Records for the task
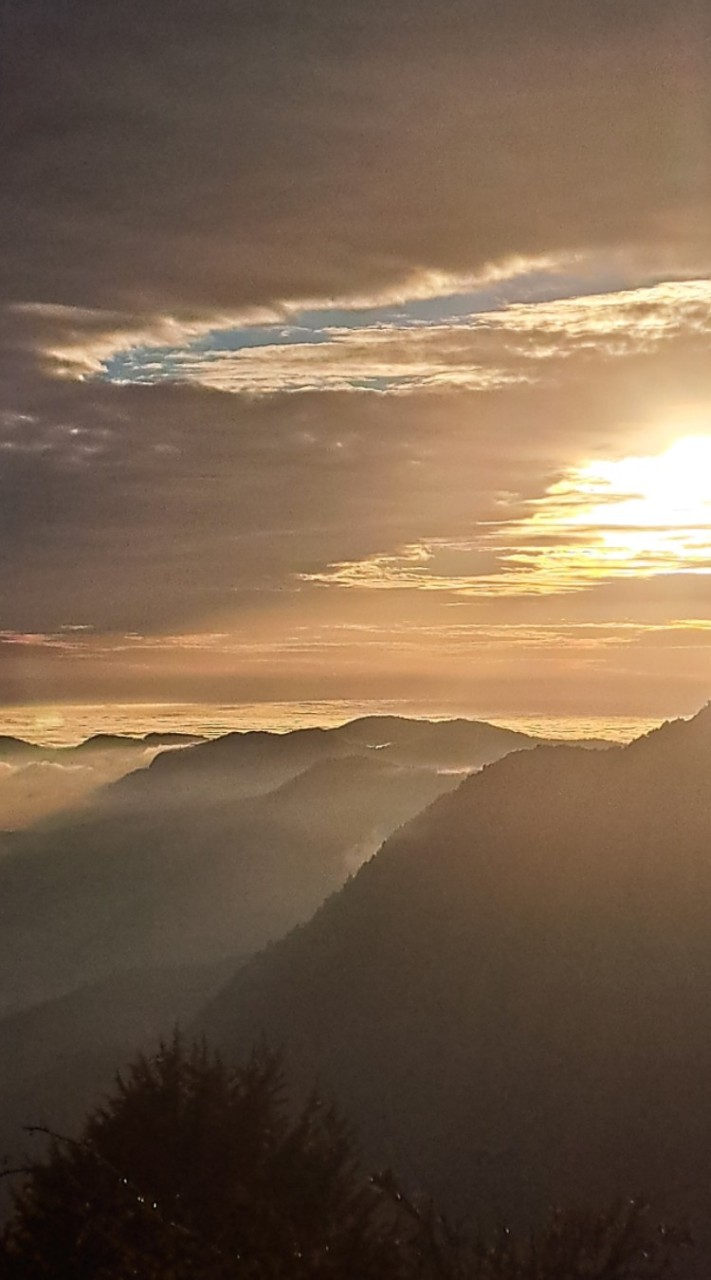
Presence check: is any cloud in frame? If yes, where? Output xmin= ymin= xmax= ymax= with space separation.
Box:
xmin=0 ymin=0 xmax=711 ymax=330
xmin=86 ymin=280 xmax=711 ymax=396
xmin=0 ymin=0 xmax=711 ymax=700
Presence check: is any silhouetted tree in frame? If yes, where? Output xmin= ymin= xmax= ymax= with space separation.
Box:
xmin=0 ymin=1037 xmax=680 ymax=1280
xmin=4 ymin=1037 xmax=392 ymax=1280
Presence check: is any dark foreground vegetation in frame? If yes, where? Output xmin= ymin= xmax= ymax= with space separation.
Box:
xmin=0 ymin=1038 xmax=688 ymax=1280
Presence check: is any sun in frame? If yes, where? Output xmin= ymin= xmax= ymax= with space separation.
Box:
xmin=571 ymin=435 xmax=711 ymax=531
xmin=506 ymin=431 xmax=711 ymax=593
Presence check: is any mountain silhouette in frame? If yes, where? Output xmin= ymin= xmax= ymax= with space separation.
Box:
xmin=197 ymin=709 xmax=711 ymax=1220
xmin=0 ymin=731 xmax=494 ymax=1012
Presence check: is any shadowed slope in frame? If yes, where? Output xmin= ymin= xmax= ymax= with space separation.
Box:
xmin=200 ymin=710 xmax=711 ymax=1216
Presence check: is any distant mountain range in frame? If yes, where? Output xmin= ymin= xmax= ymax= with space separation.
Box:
xmin=0 ymin=718 xmax=561 ymax=1182
xmin=0 ymin=733 xmax=206 ymax=832
xmin=196 ymin=709 xmax=711 ymax=1220
xmin=0 ymin=718 xmax=553 ymax=1011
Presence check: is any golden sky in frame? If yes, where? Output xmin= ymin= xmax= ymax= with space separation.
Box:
xmin=0 ymin=0 xmax=711 ymax=716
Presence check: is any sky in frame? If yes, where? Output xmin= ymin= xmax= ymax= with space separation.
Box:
xmin=0 ymin=0 xmax=711 ymax=716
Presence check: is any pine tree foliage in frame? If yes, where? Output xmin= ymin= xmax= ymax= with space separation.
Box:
xmin=0 ymin=1036 xmax=685 ymax=1280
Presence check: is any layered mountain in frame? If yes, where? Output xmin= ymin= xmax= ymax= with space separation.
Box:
xmin=0 ymin=749 xmax=466 ymax=1011
xmin=197 ymin=709 xmax=711 ymax=1220
xmin=0 ymin=733 xmax=200 ymax=832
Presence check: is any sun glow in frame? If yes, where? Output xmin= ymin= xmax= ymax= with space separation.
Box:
xmin=528 ymin=435 xmax=711 ymax=577
xmin=304 ymin=433 xmax=711 ymax=596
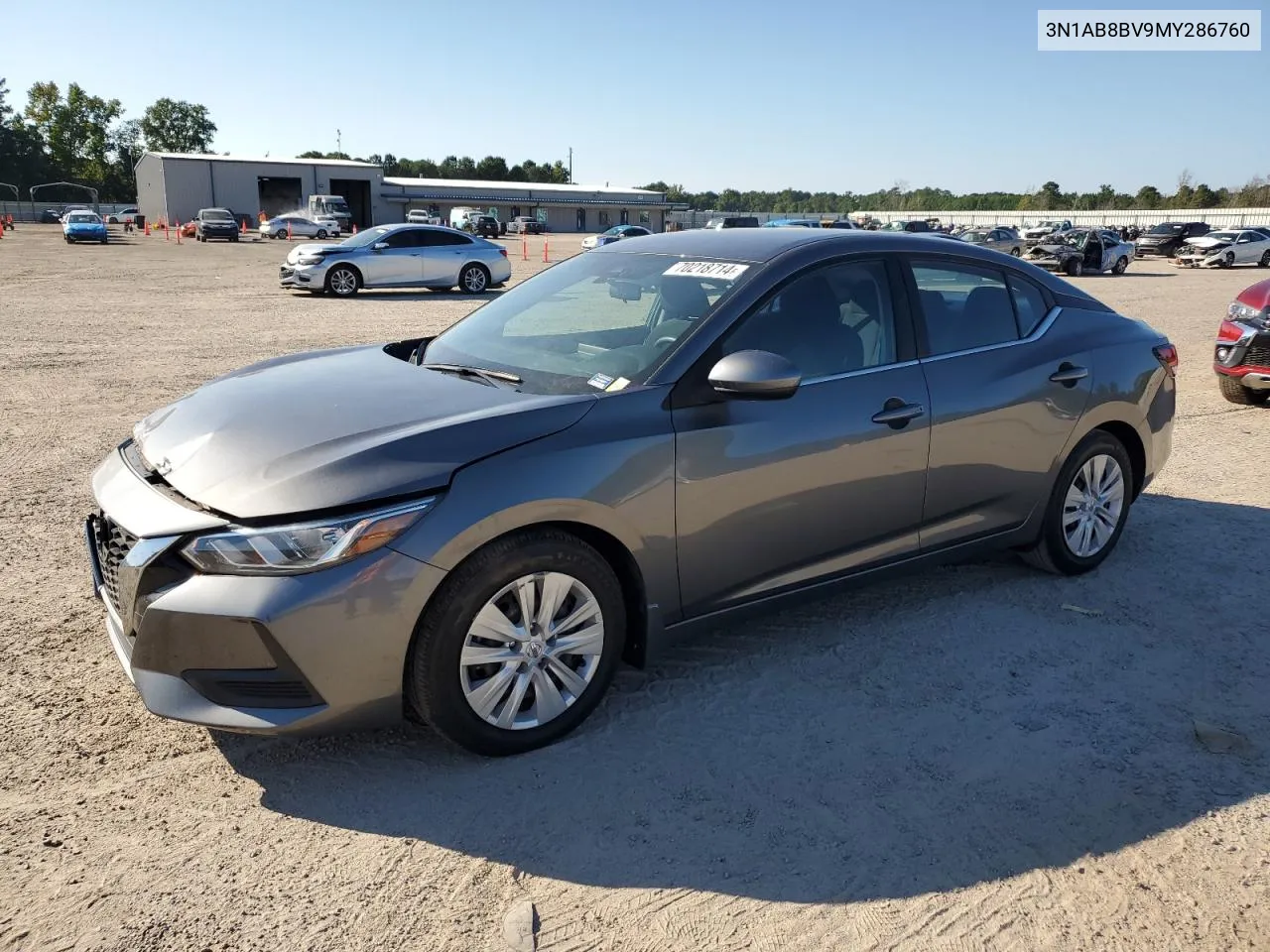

Aim of the task
Reproduce all of the material above word for word, leaving out the pictures.

Output for this exercise
Presence check: is any cloud in frame? If yes, where? Output xmin= ymin= xmax= ymax= with space separation.
Box:
xmin=0 ymin=0 xmax=711 ymax=330
xmin=86 ymin=280 xmax=711 ymax=396
xmin=0 ymin=0 xmax=711 ymax=700
Presence check: is any silhouetted tree in frame? If yes, where? Output xmin= ymin= xmax= ymax= with space separation.
Box:
xmin=0 ymin=1037 xmax=680 ymax=1280
xmin=4 ymin=1037 xmax=392 ymax=1280
Presence check: is any dark foreground vegetation in frame? If yes, where? Output xmin= ymin= xmax= ymax= with space separation.
Box:
xmin=0 ymin=1038 xmax=688 ymax=1280
Presence check: is any sun in frame? If yes, where? Output xmin= ymin= xmax= ymax= with space separation.
Box:
xmin=571 ymin=435 xmax=711 ymax=531
xmin=506 ymin=431 xmax=711 ymax=593
Presence check: is any mountain silhouette in frame? If yes, where? Output xmin= ymin= xmax= ymax= with space separation.
Box:
xmin=197 ymin=709 xmax=711 ymax=1220
xmin=0 ymin=731 xmax=494 ymax=1012
Presence check: is any shadowed slope in frame? If yes, where? Output xmin= ymin= xmax= ymax= with space separation.
Box:
xmin=200 ymin=710 xmax=711 ymax=1216
Presence check: is any distant mountain range in frame? If yes, where? Output xmin= ymin= xmax= ymax= with space separation.
Box:
xmin=0 ymin=718 xmax=561 ymax=1182
xmin=0 ymin=733 xmax=206 ymax=832
xmin=196 ymin=709 xmax=711 ymax=1220
xmin=0 ymin=718 xmax=553 ymax=1011
Presence check: is any golden sky in frame? If yes, where? Output xmin= ymin= xmax= ymax= with space separation.
Box:
xmin=0 ymin=0 xmax=711 ymax=716
Presence check: is any sky in frame? If yes, where? Output xmin= ymin= xmax= ymax= with space separation.
Box:
xmin=0 ymin=0 xmax=711 ymax=716
Presence check: is any pine tree foliage in frame? If yes, where? Output xmin= ymin= xmax= ymax= with space separation.
Box:
xmin=0 ymin=1036 xmax=685 ymax=1280
Presence check: is any layered mountain in frame? If yes, where? Output xmin= ymin= xmax= ymax= with space separation.
Box:
xmin=0 ymin=749 xmax=466 ymax=1011
xmin=197 ymin=709 xmax=711 ymax=1220
xmin=0 ymin=733 xmax=200 ymax=832
Presence check: is any sun glow in frame? If yes, where? Output xmin= ymin= xmax= ymax= with space separation.
Box:
xmin=528 ymin=435 xmax=711 ymax=577
xmin=304 ymin=433 xmax=711 ymax=596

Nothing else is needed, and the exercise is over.